_Your task_: Retype every item below verbatim, omitting the pictures from your output.

Data drawn from a collection

=-=-=-=-=

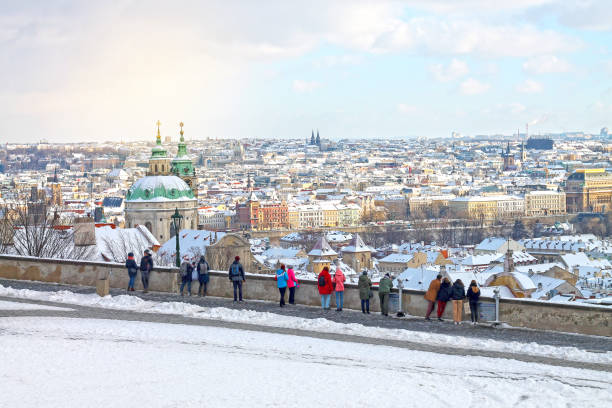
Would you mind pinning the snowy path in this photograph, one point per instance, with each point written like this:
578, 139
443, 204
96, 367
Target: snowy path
131, 309
414, 324
63, 362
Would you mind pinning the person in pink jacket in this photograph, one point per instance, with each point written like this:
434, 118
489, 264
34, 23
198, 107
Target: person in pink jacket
338, 281
292, 284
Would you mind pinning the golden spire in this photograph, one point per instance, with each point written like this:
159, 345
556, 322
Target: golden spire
158, 134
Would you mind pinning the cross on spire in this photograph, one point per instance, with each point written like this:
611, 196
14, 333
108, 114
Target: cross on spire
158, 134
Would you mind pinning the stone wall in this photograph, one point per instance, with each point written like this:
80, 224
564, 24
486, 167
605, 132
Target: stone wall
575, 318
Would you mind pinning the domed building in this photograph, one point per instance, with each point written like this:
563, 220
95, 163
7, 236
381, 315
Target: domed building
152, 200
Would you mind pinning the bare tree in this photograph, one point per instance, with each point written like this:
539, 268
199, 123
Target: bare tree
34, 229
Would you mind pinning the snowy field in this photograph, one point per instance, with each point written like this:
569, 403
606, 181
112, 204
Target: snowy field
63, 362
133, 303
4, 305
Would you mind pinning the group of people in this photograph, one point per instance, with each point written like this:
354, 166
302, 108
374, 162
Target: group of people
328, 284
441, 291
146, 266
190, 271
285, 278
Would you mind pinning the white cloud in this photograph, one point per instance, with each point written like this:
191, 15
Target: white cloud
432, 35
545, 64
407, 109
456, 69
529, 86
472, 86
330, 61
516, 108
305, 86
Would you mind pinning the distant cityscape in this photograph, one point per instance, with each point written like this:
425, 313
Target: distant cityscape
487, 206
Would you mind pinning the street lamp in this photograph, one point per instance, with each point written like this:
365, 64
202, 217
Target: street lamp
176, 222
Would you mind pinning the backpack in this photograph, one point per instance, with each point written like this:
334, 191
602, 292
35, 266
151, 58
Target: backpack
184, 269
144, 263
234, 270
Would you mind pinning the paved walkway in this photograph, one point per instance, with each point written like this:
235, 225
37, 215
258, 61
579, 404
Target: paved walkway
591, 343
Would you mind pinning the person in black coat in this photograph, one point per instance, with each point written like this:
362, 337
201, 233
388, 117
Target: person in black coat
457, 295
146, 266
444, 295
132, 268
473, 295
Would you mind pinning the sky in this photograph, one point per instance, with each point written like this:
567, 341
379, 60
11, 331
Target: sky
77, 71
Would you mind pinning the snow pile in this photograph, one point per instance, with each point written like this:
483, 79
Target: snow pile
5, 305
133, 303
141, 364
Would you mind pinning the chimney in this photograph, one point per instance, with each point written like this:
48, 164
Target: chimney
84, 232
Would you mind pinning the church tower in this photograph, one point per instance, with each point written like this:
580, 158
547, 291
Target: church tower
182, 166
159, 162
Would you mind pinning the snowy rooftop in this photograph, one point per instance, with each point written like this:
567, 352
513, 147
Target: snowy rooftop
356, 245
322, 248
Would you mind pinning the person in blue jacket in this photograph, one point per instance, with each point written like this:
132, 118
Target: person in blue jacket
132, 268
281, 281
473, 295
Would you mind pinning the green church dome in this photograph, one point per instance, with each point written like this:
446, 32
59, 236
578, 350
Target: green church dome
159, 188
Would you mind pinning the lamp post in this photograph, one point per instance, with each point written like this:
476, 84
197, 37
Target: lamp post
176, 222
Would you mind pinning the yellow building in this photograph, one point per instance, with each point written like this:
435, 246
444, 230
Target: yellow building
477, 207
588, 190
294, 217
544, 202
330, 215
349, 215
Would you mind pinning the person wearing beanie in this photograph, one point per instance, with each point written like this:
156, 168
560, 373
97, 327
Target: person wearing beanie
237, 277
365, 292
473, 295
384, 288
132, 268
325, 287
432, 294
146, 266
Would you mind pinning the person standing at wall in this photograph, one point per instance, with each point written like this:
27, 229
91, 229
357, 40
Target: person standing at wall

=-=-=-=-=

_Result below_:
Would you mind pinning the snowy path in this photograph, one point per instance, with each point written like this:
578, 139
443, 204
96, 367
Target: snowy path
131, 309
414, 324
63, 362
Would you mind pinning the person in pink jacket in this photograph, one point per instance, with each point written like this:
434, 118
489, 264
34, 23
198, 107
Target: person in pink jacket
338, 281
292, 284
Would you mind pinning the golden spire in this photograph, one point per instance, with each point written like this:
159, 345
556, 322
Target: golden spire
158, 134
Would you mind pinning the cross on spire in this photograph, one point per instance, with each point written like this:
611, 196
14, 333
108, 114
Target: cross on spire
158, 134
Would you mind pinning the stone wall in this photograph, one point per instance, with each point written like this:
80, 224
564, 24
486, 167
605, 132
Target: stone wall
575, 318
Would you mind pinning the domed building in this photograph, one point per instance, with each point written like this:
563, 220
95, 163
7, 236
381, 315
Target: domed building
152, 200
Would you mind pinning the bare tree in this photograph, one point per instance, with each point written like this:
539, 268
199, 123
Target: bare tree
34, 229
Would you mind pinning the snowy field in this photograph, one point per instance, with each point written like this:
569, 403
606, 181
112, 204
Target: snowy field
63, 362
133, 303
4, 305
Would you mind pinning the group of people in this photograph, one point per instance, with each point written like this:
354, 166
302, 108
374, 162
Target: group of people
328, 284
441, 291
146, 266
190, 271
285, 278
Would you mind pinning the white cloud in this photograph, one point per instance, with each point written like this:
191, 15
Target: white cloud
432, 35
545, 64
407, 109
456, 69
529, 86
472, 86
330, 61
516, 108
305, 86
Would you mind pinning the distant cityscape in this photograph, one point per instance, with each point written like this:
425, 313
Target: distant cityscape
487, 206
Would you mind pinning the street lamp in this photograph, one point per instance, with each point written like this:
365, 64
202, 217
Target: street lamp
176, 222
Would you mind pinning the backpack in this photograph, one point per instance, with each point written like this:
334, 191
602, 292
35, 266
151, 58
Target: backpack
184, 269
144, 263
234, 270
Would you mind pinning the paved walkway in this photograph, one point per instance, with each point written like this:
235, 225
37, 215
258, 61
579, 404
Target: paved walkway
591, 343
Would you mind pinning the person in black coat in this photograph, one point per instance, with each point written like this:
362, 337
201, 233
388, 117
Target: person in black coat
457, 295
146, 266
444, 295
132, 268
473, 295
Would you mind pinning the sky in this photograph, one point per instance, with each point written like this:
567, 341
379, 60
11, 331
Target: sky
77, 71
Would you mind pinning the snow pile in this photograph, one point per instance, with each point written like this:
483, 79
Target: snow pile
5, 305
133, 303
141, 364
Would you mind pinning the chimney in this photograph, one point per instance, with each point written like this:
48, 164
Target: chimney
84, 232
Would you mind pinning the church tower in this photograph, one point per instance, with each point written like this:
580, 158
547, 291
Target: church tower
182, 166
159, 162
Would you mind pinning the snowy rooftop in this photograph, one point per instance, with each point written like this:
567, 352
513, 147
Target: snowy rooftop
356, 245
322, 248
Would you mind pinning the person in blue jacket in this photograph, one point per instance, with each point written like this:
132, 118
Target: person in blue jacket
132, 268
281, 281
473, 295
Would you mind pinning the green church dome in this photograph, one point per instance, with each point written like this:
446, 32
59, 236
578, 350
Target: green church dome
159, 188
Would you mind pinning the lamp post in this photograph, one point per instance, with each point written like this:
476, 84
197, 37
Target: lamp post
176, 222
Would you mind pinning the yellow building in this photograph, one point per instance, with each point written like this:
435, 246
444, 230
Target: yellow building
477, 207
588, 190
294, 217
544, 202
330, 215
349, 215
Would you mind pinning the person wearing beanie in this photograph, one point per instance, with each point written like this:
156, 168
560, 373
97, 327
Target: person wearing beanie
237, 277
365, 292
473, 295
384, 288
132, 268
325, 287
432, 294
146, 266
Would you mind pinning the person standing at wall in this photograph, one point per instance, with each point written like this:
27, 229
91, 229
357, 40
Target: person standing at wall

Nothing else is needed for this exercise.